>> Start Data shown
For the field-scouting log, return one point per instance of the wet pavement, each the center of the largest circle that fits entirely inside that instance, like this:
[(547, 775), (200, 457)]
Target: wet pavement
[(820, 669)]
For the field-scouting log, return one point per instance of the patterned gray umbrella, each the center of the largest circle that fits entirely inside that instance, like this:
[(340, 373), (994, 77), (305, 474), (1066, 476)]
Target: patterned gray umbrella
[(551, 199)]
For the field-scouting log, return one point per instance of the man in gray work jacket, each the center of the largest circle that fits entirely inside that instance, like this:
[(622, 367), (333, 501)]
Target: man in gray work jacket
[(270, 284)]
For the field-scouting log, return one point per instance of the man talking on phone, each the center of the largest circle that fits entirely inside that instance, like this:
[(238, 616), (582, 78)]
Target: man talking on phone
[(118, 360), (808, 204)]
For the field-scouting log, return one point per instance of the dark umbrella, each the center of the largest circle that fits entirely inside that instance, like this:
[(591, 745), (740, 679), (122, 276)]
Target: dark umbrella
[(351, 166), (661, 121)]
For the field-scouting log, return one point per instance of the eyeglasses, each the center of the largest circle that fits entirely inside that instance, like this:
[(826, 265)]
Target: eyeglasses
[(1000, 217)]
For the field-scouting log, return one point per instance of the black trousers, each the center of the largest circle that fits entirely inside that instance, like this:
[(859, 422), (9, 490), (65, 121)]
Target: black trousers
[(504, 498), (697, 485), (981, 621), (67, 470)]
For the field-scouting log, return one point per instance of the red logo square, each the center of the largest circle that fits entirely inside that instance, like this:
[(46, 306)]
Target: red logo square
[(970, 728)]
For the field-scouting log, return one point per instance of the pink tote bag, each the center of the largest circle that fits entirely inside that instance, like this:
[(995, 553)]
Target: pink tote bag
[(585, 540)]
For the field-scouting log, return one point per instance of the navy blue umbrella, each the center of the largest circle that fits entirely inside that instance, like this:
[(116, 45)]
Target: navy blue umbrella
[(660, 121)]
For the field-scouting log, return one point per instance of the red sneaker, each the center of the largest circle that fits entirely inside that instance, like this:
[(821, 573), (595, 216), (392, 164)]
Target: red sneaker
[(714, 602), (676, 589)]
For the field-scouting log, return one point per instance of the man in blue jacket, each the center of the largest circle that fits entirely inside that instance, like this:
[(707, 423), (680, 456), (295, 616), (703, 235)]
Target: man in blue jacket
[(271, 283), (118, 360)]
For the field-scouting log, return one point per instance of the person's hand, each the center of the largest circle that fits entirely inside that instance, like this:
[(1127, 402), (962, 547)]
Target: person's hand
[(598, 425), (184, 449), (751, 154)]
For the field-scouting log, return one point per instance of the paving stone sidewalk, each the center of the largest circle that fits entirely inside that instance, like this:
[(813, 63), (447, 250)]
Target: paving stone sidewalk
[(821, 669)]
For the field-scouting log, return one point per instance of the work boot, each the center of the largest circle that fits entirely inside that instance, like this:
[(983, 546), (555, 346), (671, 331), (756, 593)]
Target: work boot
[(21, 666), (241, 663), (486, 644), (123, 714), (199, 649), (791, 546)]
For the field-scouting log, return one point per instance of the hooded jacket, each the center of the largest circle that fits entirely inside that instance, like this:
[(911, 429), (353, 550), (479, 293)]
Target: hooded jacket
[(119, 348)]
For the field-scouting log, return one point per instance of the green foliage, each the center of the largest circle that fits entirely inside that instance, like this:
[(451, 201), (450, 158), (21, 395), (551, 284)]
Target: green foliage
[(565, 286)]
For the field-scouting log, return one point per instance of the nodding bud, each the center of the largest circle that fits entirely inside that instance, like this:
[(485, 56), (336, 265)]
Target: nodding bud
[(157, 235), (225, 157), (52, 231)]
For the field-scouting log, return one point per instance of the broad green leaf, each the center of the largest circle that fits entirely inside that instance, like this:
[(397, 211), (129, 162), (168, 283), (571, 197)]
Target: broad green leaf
>> End Data shown
Revise the listing lines starting at the one containing "of the black" and ending at the one containing "[(821, 669)]", replacing "red sneaker" with "red running shoe" and leaving everything else unchanged. Give only those lines.

» Exercise response:
For the field-scouting log, return one point per instance of the black trousers, each the center of the largest circle that fits entirely inside that instance, like this:
[(859, 422), (9, 490), (65, 121)]
Target: black trousers
[(504, 498), (697, 485), (981, 621), (67, 470)]
For the field-scouting log, return one point per instance of the red logo square, each the center of the largest circle that fits entirely inside that instance, like this:
[(46, 306)]
Target: red logo square
[(970, 728)]
For the field-scouting log, return one point per instance of the pink tote bag, each the center of the largest circle that fits entirely inside that instance, like this:
[(995, 553)]
Target: pink tote bag
[(585, 540)]
For the field-scouting log, return one point per instance of the navy blue umbrella, each the center of the largest circle that fits entirely inside that instance, like this:
[(116, 45)]
Target: navy blue umbrella
[(660, 121)]
For the field-scouting log, return one point per instance of the red running shoe, each the center of the largest circle that fits entirely inside that instance, like this:
[(821, 573), (595, 216), (392, 164)]
Target: red running shoe
[(714, 602), (676, 589)]
For the field-scouting log, return one point per instance of the man in blue jacket, each the center of the largest circle that fits entirely inside that instance, like this:
[(707, 423), (680, 456), (295, 616), (703, 235)]
Target: man in blue jacket
[(271, 283), (118, 360)]
For the field-scouting log, return one point per instance of the person's hand, each the center of the largest circle that fits entirely inside that instance, like this:
[(1127, 402), (962, 547)]
Target: person's hand
[(598, 425), (184, 449), (751, 154)]
For the field-scouting log, return one point per instance of the paving stone sidewalk, each the center of the largest circle that fits entirely inside that instance, like this:
[(813, 63), (447, 250)]
Target: paving stone sidewalk
[(821, 669)]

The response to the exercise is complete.